- **PROBLEM DETAILS**
Render every row below as a numbered list, skipping blank lines and leaving out the pictures.

★ ★ ★

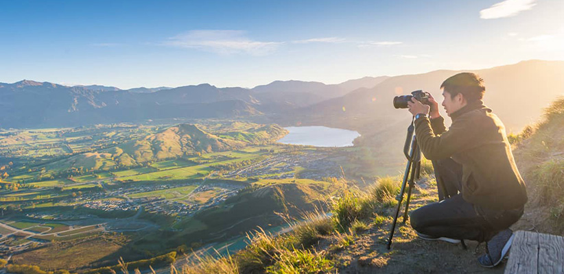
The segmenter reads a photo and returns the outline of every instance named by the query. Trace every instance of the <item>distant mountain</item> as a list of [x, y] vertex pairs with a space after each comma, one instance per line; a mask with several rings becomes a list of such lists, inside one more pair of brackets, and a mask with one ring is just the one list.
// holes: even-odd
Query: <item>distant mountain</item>
[[[275, 82], [252, 89], [202, 84], [120, 90], [23, 80], [0, 84], [0, 128], [80, 126], [156, 119], [248, 117], [287, 113], [340, 96], [375, 79], [339, 85]], [[356, 83], [356, 84], [355, 84]]]
[[[390, 77], [371, 88], [360, 88], [344, 96], [294, 110], [292, 116], [274, 116], [283, 125], [327, 125], [357, 130], [357, 142], [375, 148], [385, 157], [402, 161], [403, 141], [411, 115], [392, 105], [395, 96], [423, 89], [442, 102], [440, 86], [462, 71], [436, 71]], [[515, 64], [472, 71], [484, 80], [484, 103], [504, 122], [508, 132], [519, 132], [534, 123], [543, 109], [564, 95], [563, 61], [524, 61]], [[443, 112], [447, 125], [450, 119]]]
[[56, 171], [64, 171], [71, 166], [113, 170], [116, 166], [135, 166], [196, 153], [224, 151], [269, 143], [287, 134], [276, 125], [223, 122], [218, 124], [218, 127], [221, 129], [180, 124], [109, 149], [78, 154], [54, 162], [48, 167]]
[[361, 88], [373, 88], [382, 81], [389, 78], [389, 76], [369, 77], [349, 80], [339, 84], [338, 86], [343, 90], [353, 91]]
[[29, 80], [0, 84], [0, 127], [80, 126], [170, 118], [236, 118], [260, 114], [244, 88], [209, 84], [152, 93], [93, 90]]
[[169, 88], [169, 87], [167, 87], [167, 86], [159, 86], [158, 88], [144, 88], [144, 87], [141, 87], [141, 88], [130, 88], [127, 90], [129, 91], [130, 92], [134, 92], [134, 93], [151, 93], [151, 92], [156, 92], [160, 91], [160, 90], [170, 90], [170, 89], [172, 89], [172, 88]]
[[373, 87], [386, 78], [366, 77], [331, 85], [317, 82], [274, 81], [268, 85], [257, 86], [251, 91], [261, 101], [303, 107], [343, 96], [360, 88]]
[[100, 85], [90, 85], [90, 86], [74, 86], [75, 87], [82, 87], [88, 90], [94, 90], [94, 91], [117, 91], [117, 90], [121, 90], [121, 89], [116, 88], [115, 86], [100, 86]]
[[[250, 89], [202, 84], [104, 91], [23, 80], [0, 84], [0, 128], [244, 117], [350, 128], [362, 134], [359, 141], [381, 140], [396, 138], [390, 127], [405, 127], [410, 118], [406, 111], [393, 108], [394, 96], [423, 89], [440, 101], [440, 84], [458, 72], [364, 77], [331, 85], [275, 81]], [[486, 104], [513, 132], [535, 121], [542, 108], [564, 92], [562, 61], [526, 61], [476, 72], [485, 80]]]

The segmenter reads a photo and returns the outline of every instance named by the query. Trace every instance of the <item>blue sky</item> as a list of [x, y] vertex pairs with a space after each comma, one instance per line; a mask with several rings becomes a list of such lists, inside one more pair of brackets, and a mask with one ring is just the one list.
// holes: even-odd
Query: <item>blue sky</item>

★ ★ ★

- **THE RESULT**
1. The segmenter reads a photo and returns the outline of every instance named by the query. Trace every instance of the <item>distant mountain</item> as a list of [x, y] vertex pairs with a space after each comma, one instance per line; a mask with several rings becomes a list of such lists, inside one more pair of brackets, and a mask with one ring is just the one list.
2. // holes: even-odd
3. Query: <item>distant mountain</item>
4. [[[275, 82], [252, 89], [202, 84], [120, 90], [23, 80], [0, 84], [0, 128], [80, 126], [156, 119], [248, 117], [287, 113], [340, 96], [375, 79], [339, 85]], [[356, 83], [356, 84], [355, 84]]]
5. [[[390, 77], [371, 88], [360, 88], [344, 96], [294, 110], [292, 116], [274, 116], [283, 125], [327, 125], [357, 130], [357, 142], [375, 148], [385, 157], [402, 161], [403, 141], [411, 115], [392, 105], [395, 96], [423, 89], [442, 102], [440, 86], [462, 71], [436, 71]], [[515, 64], [472, 71], [484, 80], [484, 103], [504, 122], [508, 132], [519, 132], [534, 123], [543, 109], [564, 95], [563, 61], [524, 61]], [[443, 112], [447, 125], [450, 119]]]
6. [[56, 171], [64, 171], [71, 166], [113, 170], [116, 166], [135, 166], [196, 153], [224, 151], [269, 143], [287, 134], [276, 125], [223, 122], [218, 124], [218, 127], [221, 129], [180, 124], [109, 149], [78, 154], [54, 162], [48, 167]]
7. [[361, 88], [373, 88], [382, 81], [389, 78], [389, 76], [369, 77], [349, 80], [339, 84], [338, 86], [343, 90], [353, 91]]
8. [[29, 80], [0, 84], [0, 127], [80, 126], [170, 118], [236, 118], [260, 114], [244, 88], [209, 84], [152, 93], [93, 90]]
9. [[169, 88], [169, 87], [167, 87], [167, 86], [159, 86], [158, 88], [144, 88], [144, 87], [141, 87], [141, 88], [130, 88], [127, 90], [129, 91], [130, 92], [134, 92], [134, 93], [151, 93], [151, 92], [156, 92], [160, 91], [160, 90], [170, 90], [170, 89], [172, 89], [172, 88]]
10. [[373, 87], [386, 78], [366, 77], [331, 85], [317, 82], [274, 81], [268, 85], [257, 86], [251, 91], [261, 101], [303, 107], [343, 96], [360, 88]]
11. [[100, 85], [90, 85], [90, 86], [74, 86], [75, 87], [82, 87], [88, 90], [94, 90], [94, 91], [117, 91], [117, 90], [121, 90], [121, 89], [116, 88], [115, 86], [100, 86]]
12. [[[250, 89], [202, 84], [104, 91], [23, 80], [0, 84], [0, 128], [244, 117], [350, 128], [362, 134], [359, 141], [381, 140], [396, 138], [390, 127], [405, 127], [410, 118], [406, 111], [393, 108], [394, 96], [423, 89], [440, 101], [440, 84], [458, 72], [364, 77], [331, 85], [275, 81]], [[486, 104], [513, 132], [535, 121], [542, 108], [564, 92], [562, 61], [526, 61], [476, 72], [485, 80]]]
13. The segmenter reads a photo and returns the outline of every instance named by the query. Trace every instance of the <item>blue sky</item> as a list of [x, y] vertex pairs with a space after each comma, one instance per line; a mask with several rings becomes a list of such lists, inside one more pair of brackets, and a mask with one ring is just the one list.
14. // holes: even-odd
15. Query: <item>blue sky</item>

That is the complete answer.